● **Given instruction**
Copy the entries from the line containing "the gray fedora" through the end of the entries, both ends included, and keep every line. Multiply each coordinate in the answers by 1.5 and round to whole numbers, with halves going up.
** BEGIN Task input **
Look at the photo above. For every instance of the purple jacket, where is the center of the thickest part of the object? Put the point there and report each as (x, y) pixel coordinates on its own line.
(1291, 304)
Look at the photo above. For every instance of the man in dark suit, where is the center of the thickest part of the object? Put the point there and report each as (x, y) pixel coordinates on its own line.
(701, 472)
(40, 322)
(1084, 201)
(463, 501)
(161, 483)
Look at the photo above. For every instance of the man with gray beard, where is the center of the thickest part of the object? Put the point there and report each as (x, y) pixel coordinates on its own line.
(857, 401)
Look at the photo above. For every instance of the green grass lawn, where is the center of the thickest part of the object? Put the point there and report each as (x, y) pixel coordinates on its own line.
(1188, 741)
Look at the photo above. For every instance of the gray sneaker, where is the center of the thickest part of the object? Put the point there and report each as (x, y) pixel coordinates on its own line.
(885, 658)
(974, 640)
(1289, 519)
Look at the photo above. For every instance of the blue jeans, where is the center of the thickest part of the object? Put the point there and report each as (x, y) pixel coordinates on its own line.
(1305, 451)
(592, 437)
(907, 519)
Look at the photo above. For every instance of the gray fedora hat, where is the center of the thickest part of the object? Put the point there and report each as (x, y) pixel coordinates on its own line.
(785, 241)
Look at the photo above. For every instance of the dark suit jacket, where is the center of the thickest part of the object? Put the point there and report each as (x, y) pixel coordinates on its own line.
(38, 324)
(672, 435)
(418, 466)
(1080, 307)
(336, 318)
** END Task input **
● **Result for this exercise**
Look at the photo above. For every instance of the gray fedora hat, where is the center of the thickest part of the object? Put the point there and report each as (x, y) pixel coordinates on its own line.
(1178, 362)
Look at the photo above. For every instance of the dark suit jacket, where is the center of the thickest part of the object? Put the point there and report each as (x, y) pixel coordinates on its own line.
(57, 486)
(1008, 653)
(627, 699)
(1620, 461)
(504, 477)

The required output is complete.